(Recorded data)
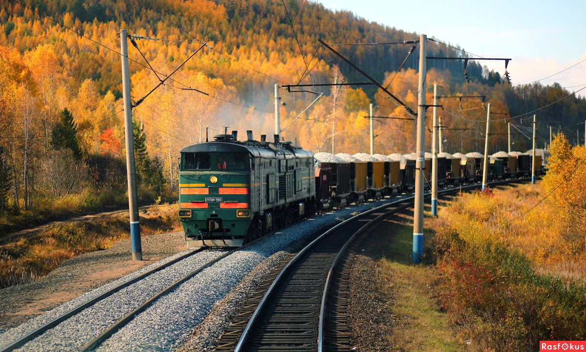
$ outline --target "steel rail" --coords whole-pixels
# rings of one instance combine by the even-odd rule
[[[148,301],[141,304],[139,307],[136,308],[135,309],[134,309],[134,310],[127,314],[123,318],[122,318],[121,319],[115,323],[113,325],[111,326],[109,328],[108,328],[108,329],[105,330],[104,332],[98,335],[96,338],[94,338],[93,340],[90,341],[85,346],[84,346],[83,348],[80,350],[80,352],[88,352],[88,351],[91,351],[91,350],[94,349],[94,348],[101,344],[103,342],[104,342],[111,336],[112,336],[112,334],[113,334],[114,333],[119,330],[121,327],[126,325],[126,324],[128,321],[131,320],[135,316],[136,316],[139,313],[144,311],[145,309],[148,307],[149,306],[152,304],[155,301],[158,300],[161,297],[162,297],[163,296],[165,296],[167,293],[169,293],[182,283],[185,282],[188,280],[191,279],[195,275],[201,272],[202,270],[213,265],[216,263],[219,262],[220,260],[225,258],[229,255],[232,254],[235,252],[240,251],[243,248],[246,248],[246,247],[248,247],[250,245],[255,243],[257,241],[262,239],[263,238],[264,238],[264,237],[257,238],[257,239],[253,241],[246,243],[244,246],[234,248],[234,249],[232,249],[231,251],[229,251],[228,252],[226,252],[224,254],[216,258],[214,258],[213,259],[212,259],[211,260],[206,263],[203,265],[194,270],[192,272],[188,274],[186,276],[184,276],[183,278],[179,279],[177,281],[173,282],[171,285],[167,286],[166,288],[163,289],[162,291],[160,291],[158,293],[151,297],[151,299],[149,299]]]
[[[388,207],[389,206],[397,204],[400,202],[403,202],[406,201],[411,200],[414,199],[414,198],[415,198],[414,196],[405,197],[404,198],[401,198],[401,199],[394,201],[392,202],[390,202],[389,203],[386,203],[379,207],[376,207],[374,208],[363,211],[359,214],[354,215],[353,216],[349,218],[348,219],[346,219],[346,220],[342,221],[342,222],[340,222],[336,224],[335,226],[329,229],[326,232],[323,232],[323,233],[318,236],[314,241],[309,242],[308,245],[304,247],[304,248],[301,251],[299,251],[299,252],[294,257],[293,257],[291,259],[291,260],[289,260],[289,262],[287,263],[287,265],[281,270],[281,272],[275,278],[275,280],[272,282],[272,283],[267,290],[267,292],[265,293],[264,296],[263,297],[263,299],[261,300],[260,302],[258,303],[258,305],[257,306],[256,309],[254,310],[254,312],[253,313],[252,316],[250,317],[250,319],[248,320],[248,323],[246,324],[246,327],[244,328],[244,330],[242,333],[242,335],[240,336],[240,339],[239,340],[238,343],[237,344],[236,347],[234,350],[234,351],[241,352],[241,351],[243,351],[242,348],[244,347],[244,344],[246,341],[246,339],[248,337],[248,335],[251,331],[253,326],[256,322],[256,319],[258,317],[258,315],[260,314],[261,310],[262,310],[267,301],[268,300],[269,296],[271,295],[271,293],[272,293],[273,290],[274,290],[277,285],[280,282],[281,279],[285,276],[285,272],[287,272],[291,268],[292,265],[294,264],[299,259],[299,258],[301,258],[301,256],[304,255],[304,253],[305,253],[306,252],[309,250],[312,247],[314,246],[314,245],[315,245],[317,242],[319,242],[321,240],[323,239],[326,236],[329,235],[332,231],[338,229],[338,228],[342,227],[346,225],[348,222],[353,221],[359,217],[362,217],[367,214],[369,214],[371,212],[375,212],[380,209],[382,209],[385,207]]]
[[[363,231],[367,227],[372,225],[372,224],[379,221],[382,218],[389,216],[390,214],[396,212],[400,210],[405,209],[408,207],[408,204],[404,204],[400,207],[390,210],[387,212],[381,214],[374,218],[370,221],[369,221],[367,224],[365,224],[360,228],[358,229],[356,232],[355,232],[348,241],[346,241],[344,245],[342,246],[340,251],[338,251],[338,254],[336,255],[336,258],[334,258],[333,262],[332,262],[332,265],[330,266],[329,270],[328,271],[328,276],[326,278],[326,282],[324,285],[323,287],[323,293],[322,295],[322,303],[321,306],[319,309],[319,324],[318,328],[318,351],[322,352],[323,351],[323,341],[325,339],[325,334],[323,333],[324,327],[325,326],[325,317],[326,314],[326,302],[328,300],[328,293],[329,291],[330,286],[332,283],[332,277],[333,274],[333,270],[335,269],[336,266],[338,265],[338,262],[340,261],[340,258],[342,258],[342,255],[346,252],[346,249],[348,248],[348,246],[356,239],[356,235]]]
[[[93,304],[102,300],[103,299],[107,298],[110,296],[111,296],[112,295],[115,293],[116,292],[118,292],[120,290],[124,289],[138,281],[140,281],[141,280],[142,280],[146,276],[151,275],[151,274],[154,274],[157,272],[161,271],[161,270],[166,268],[168,268],[169,266],[171,266],[171,265],[175,264],[175,263],[182,260],[183,259],[185,259],[188,257],[191,256],[194,254],[199,253],[206,249],[206,248],[202,247],[197,249],[196,249],[195,251],[192,251],[189,253],[186,253],[184,255],[178,256],[172,260],[169,260],[169,262],[167,262],[164,264],[157,266],[156,268],[154,268],[153,269],[148,270],[148,272],[144,272],[141,274],[140,275],[137,276],[136,277],[129,280],[128,281],[127,281],[124,283],[122,283],[117,286],[115,287],[110,289],[108,291],[106,291],[105,292],[100,295],[99,296],[95,297],[90,299],[90,300],[87,301],[86,302],[76,307],[75,308],[71,309],[71,310],[69,310],[69,312],[63,313],[63,314],[59,316],[59,317],[55,318],[54,319],[53,319],[50,321],[49,321],[48,323],[44,324],[41,326],[38,327],[29,333],[28,334],[26,334],[22,337],[21,337],[16,341],[15,341],[12,343],[3,347],[2,349],[0,349],[0,352],[9,352],[10,351],[12,351],[16,348],[18,348],[22,346],[26,343],[32,340],[34,340],[35,339],[40,336],[41,334],[43,334],[47,330],[53,329],[53,327],[59,324],[62,322],[64,321],[64,320],[66,320],[67,319],[69,319],[71,317],[81,312],[82,310],[87,308],[88,307],[93,306]]]
[[[493,184],[493,185],[495,185],[495,184],[505,184],[505,183],[509,183],[509,182],[516,182],[516,181],[518,182],[519,181],[523,181],[523,180],[526,180],[526,179],[523,178],[523,179],[516,179],[516,180],[510,180],[496,181],[492,181],[492,182],[489,182],[489,184]],[[480,187],[480,185],[479,184],[473,184],[473,185],[468,185],[463,186],[463,187],[451,187],[450,188],[448,188],[448,189],[442,189],[442,191],[441,191],[440,192],[440,193],[443,194],[445,194],[445,193],[448,193],[448,192],[457,192],[457,191],[459,191],[461,189],[470,189],[470,188],[478,188],[479,187]],[[431,195],[431,192],[426,192],[425,194],[425,195],[426,196],[429,196],[430,195]],[[267,302],[270,299],[270,296],[272,295],[272,293],[274,293],[274,292],[277,286],[281,283],[282,280],[286,276],[287,272],[288,272],[291,269],[291,268],[293,266],[293,265],[294,264],[295,264],[298,262],[298,260],[299,259],[299,258],[301,258],[304,255],[304,254],[305,254],[309,249],[311,249],[318,242],[319,242],[320,241],[321,241],[322,239],[323,239],[323,238],[325,238],[327,235],[328,235],[330,233],[331,233],[334,230],[335,230],[336,229],[338,229],[340,227],[343,226],[344,226],[345,225],[347,225],[350,221],[353,221],[353,220],[355,220],[355,219],[357,219],[357,218],[358,218],[359,217],[362,217],[362,216],[364,216],[365,215],[368,215],[368,214],[370,214],[372,212],[376,212],[376,211],[377,211],[378,210],[380,210],[381,209],[383,209],[383,208],[388,208],[389,207],[392,207],[393,205],[398,205],[398,204],[401,204],[401,203],[404,203],[406,202],[408,202],[409,201],[413,200],[413,199],[414,199],[414,196],[411,195],[411,196],[410,196],[410,197],[406,197],[401,198],[400,199],[397,199],[397,200],[395,200],[395,201],[389,202],[386,203],[384,204],[383,204],[383,205],[379,205],[378,207],[376,207],[374,208],[369,209],[364,211],[363,211],[363,212],[361,212],[361,213],[360,213],[359,214],[354,215],[354,216],[352,216],[352,217],[350,217],[350,218],[348,218],[348,219],[347,219],[342,221],[342,222],[340,222],[340,223],[336,224],[336,225],[335,225],[334,226],[332,227],[331,228],[328,229],[326,231],[325,231],[322,234],[321,234],[321,235],[319,235],[319,236],[318,236],[316,238],[315,238],[312,241],[311,241],[309,244],[308,244],[306,246],[305,246],[303,249],[302,249],[297,255],[295,255],[295,256],[294,256],[285,265],[285,266],[284,266],[282,268],[282,269],[280,271],[279,273],[277,275],[277,276],[275,277],[275,278],[274,279],[274,280],[272,281],[272,282],[270,286],[268,287],[268,289],[267,290],[267,291],[264,293],[262,299],[261,300],[261,301],[259,302],[258,304],[257,305],[257,306],[255,309],[255,310],[254,310],[254,312],[253,313],[253,314],[252,314],[250,319],[248,320],[248,321],[247,323],[246,326],[244,327],[244,330],[243,331],[242,334],[241,334],[241,336],[240,337],[240,339],[239,340],[238,343],[236,344],[236,347],[234,348],[234,352],[242,352],[243,351],[244,351],[243,348],[244,347],[244,345],[246,343],[247,340],[249,339],[249,337],[251,337],[250,336],[251,333],[251,331],[253,330],[253,327],[256,324],[256,323],[257,322],[257,320],[258,317],[260,316],[260,315],[261,314],[261,311],[264,309],[265,306],[267,304]],[[398,209],[393,209],[390,212],[387,212],[385,213],[385,214],[383,214],[383,215],[387,215],[389,214],[389,212],[392,212],[393,211],[396,211],[397,210],[398,210]],[[379,217],[377,216],[377,219],[378,219],[379,218]],[[369,223],[368,223],[368,224],[372,224],[373,221],[374,221],[374,219],[369,221]],[[368,225],[368,224],[367,224],[367,225]],[[359,229],[356,232],[356,233],[359,232],[360,231],[361,231],[363,227],[364,226],[362,226],[360,228],[360,229]],[[355,234],[356,233],[355,233]],[[349,243],[350,243],[350,242],[347,242],[346,244],[348,244]],[[339,254],[340,254],[340,252],[339,252],[338,255],[339,255]],[[334,260],[335,261],[336,259],[334,259]],[[328,276],[331,276],[331,273],[328,273]],[[322,299],[323,299],[323,296],[322,295]],[[320,310],[321,310],[321,310],[322,310],[321,308]],[[325,312],[325,310],[324,310],[324,312]],[[324,323],[323,322],[323,317],[322,317],[321,316],[320,319],[322,319],[322,321],[321,321],[320,323],[321,324],[322,328],[323,328],[323,327],[325,325]],[[323,346],[323,331],[318,331],[318,334],[321,334],[321,337],[319,337],[318,339],[318,346],[319,345],[321,345],[322,346]],[[321,349],[318,350],[320,351],[320,352],[321,352],[322,351],[322,350],[321,350]]]

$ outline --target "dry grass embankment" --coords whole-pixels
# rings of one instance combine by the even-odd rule
[[[376,277],[378,289],[391,297],[396,326],[386,336],[397,351],[456,352],[466,350],[465,341],[455,336],[449,317],[438,304],[441,292],[436,285],[437,270],[427,256],[425,263],[413,265],[413,218],[397,216],[379,245]],[[427,232],[429,234],[429,232]],[[427,236],[426,244],[431,241]],[[429,246],[427,246],[429,252]]]
[[[178,231],[177,204],[154,205],[140,214],[141,235]],[[127,213],[59,224],[0,246],[0,288],[36,280],[80,254],[106,249],[130,238]]]
[[[157,197],[155,192],[144,187],[138,188],[138,202],[141,205],[173,201],[176,194]],[[58,198],[40,197],[32,199],[34,207],[28,210],[21,208],[0,215],[0,234],[6,234],[63,220],[71,216],[95,214],[128,207],[128,195],[115,189],[96,190],[86,188],[79,193]]]
[[[439,302],[473,350],[586,339],[584,238],[560,231],[549,199],[520,216],[545,195],[539,183],[463,194],[428,222]]]

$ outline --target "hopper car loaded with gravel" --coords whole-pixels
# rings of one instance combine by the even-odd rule
[[[270,143],[247,133],[246,141],[233,131],[181,150],[179,216],[189,246],[240,246],[319,211],[414,189],[414,155],[314,155],[278,135]],[[439,185],[481,178],[479,155],[438,158]],[[489,180],[526,176],[529,155],[519,157],[515,171],[514,158],[492,158]],[[426,158],[426,184],[431,164]]]

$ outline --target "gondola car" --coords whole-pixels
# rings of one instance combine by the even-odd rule
[[[489,180],[490,181],[502,180],[505,178],[505,161],[502,159],[489,157],[490,165]]]
[[[466,157],[467,166],[469,171],[472,171],[474,175],[473,178],[471,178],[470,183],[478,182],[482,180],[482,171],[484,170],[484,155],[478,152],[473,151],[467,153]]]
[[[460,184],[460,180],[462,177],[462,167],[460,165],[460,159],[454,158],[451,154],[447,153],[440,153],[438,154],[438,170],[440,170],[439,167],[440,159],[445,160],[445,185],[455,186]],[[439,182],[438,182],[439,184]]]
[[[384,187],[383,194],[385,195],[394,194],[398,192],[401,186],[401,168],[398,161],[394,161],[381,154],[373,154],[373,157],[382,161],[384,165]]]
[[[415,188],[414,154],[314,158],[278,135],[268,143],[264,135],[257,141],[247,133],[246,141],[233,131],[180,151],[179,215],[189,246],[239,246],[319,209]],[[530,174],[529,155],[505,154],[491,158],[489,180]],[[482,170],[482,154],[476,154],[439,157],[440,187],[473,182]],[[536,166],[541,163],[537,157]],[[431,182],[430,160],[425,167]]]
[[[364,153],[357,153],[352,156],[366,162],[367,198],[376,199],[384,195],[384,163]]]
[[[403,155],[405,164],[401,167],[401,179],[403,185],[403,192],[408,193],[415,189],[415,153]]]
[[[179,218],[190,247],[239,246],[316,209],[312,152],[237,133],[180,151]]]
[[[346,153],[338,153],[336,157],[350,164],[350,203],[363,202],[366,199],[367,187],[366,163]]]

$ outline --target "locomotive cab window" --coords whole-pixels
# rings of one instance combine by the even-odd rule
[[[246,155],[240,153],[219,153],[217,167],[220,170],[243,170],[246,168]]]
[[[210,154],[207,153],[183,153],[183,170],[209,170],[211,168]]]

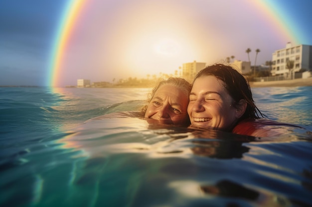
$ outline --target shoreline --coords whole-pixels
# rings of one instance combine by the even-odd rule
[[[293,80],[277,80],[264,82],[249,82],[250,87],[296,87],[312,86],[312,77]]]

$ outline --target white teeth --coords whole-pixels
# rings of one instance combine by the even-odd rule
[[[211,119],[208,119],[207,118],[194,118],[194,121],[197,122],[208,122]]]

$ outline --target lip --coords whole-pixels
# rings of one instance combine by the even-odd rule
[[[193,118],[193,121],[195,122],[206,122],[211,120],[209,118]]]

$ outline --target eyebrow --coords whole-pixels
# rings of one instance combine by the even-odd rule
[[[161,98],[160,98],[159,96],[154,97],[152,99],[152,100],[153,100],[154,99],[156,99],[159,100],[160,101],[163,101],[163,99],[162,99]],[[180,104],[179,103],[172,103],[171,104],[170,104],[170,105],[171,106],[173,106],[173,107],[174,107],[174,106],[176,106],[176,106],[178,106],[178,107],[180,107],[181,108],[182,108],[182,105],[181,104]]]
[[[210,93],[215,93],[215,94],[217,94],[219,95],[220,96],[222,96],[221,94],[220,94],[219,93],[218,93],[217,92],[215,92],[215,91],[207,91],[205,93],[204,93],[204,95],[208,95],[208,94],[210,94]],[[189,94],[190,96],[191,95],[193,95],[195,96],[195,95],[196,95],[196,93],[195,93],[194,92],[191,92]]]

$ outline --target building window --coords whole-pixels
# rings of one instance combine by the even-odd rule
[[[296,52],[300,53],[300,46],[298,46],[296,48]]]
[[[299,61],[300,60],[300,56],[299,55],[296,55],[296,61]]]

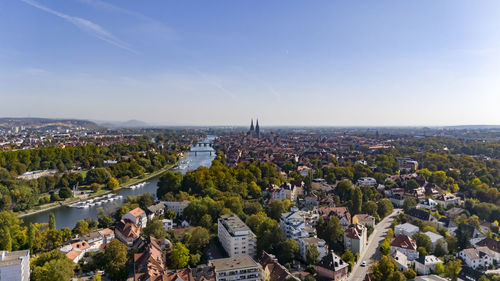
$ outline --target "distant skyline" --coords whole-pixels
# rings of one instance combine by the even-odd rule
[[[0,117],[500,124],[500,2],[0,1]]]

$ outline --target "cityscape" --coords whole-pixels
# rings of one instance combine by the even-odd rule
[[[0,2],[0,281],[500,281],[499,8]]]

• _WHAT YOU WILL DO_
Retype the material starting at the line that contains "window --coords whole-pixels" and ending at the end of the material, both included. Leave the pictures out.

• _ANSWER FOR THE TASK_
$ outline --target building window --coords whole-pixels
# rings of one instance combine by the even-odd rule
[[[296,52],[300,53],[300,46],[298,46],[296,48]]]
[[[299,61],[300,60],[300,56],[299,55],[296,55],[296,61]]]

$ outline --target "distant skyline" --coords whole-pixels
# rings of one instance combine by the even-odd rule
[[[0,117],[500,124],[500,2],[0,1]]]

$ outline --target "cityscape" --coords whole-pixels
# rings of one instance combine by the even-odd rule
[[[0,2],[0,281],[500,281],[499,8]]]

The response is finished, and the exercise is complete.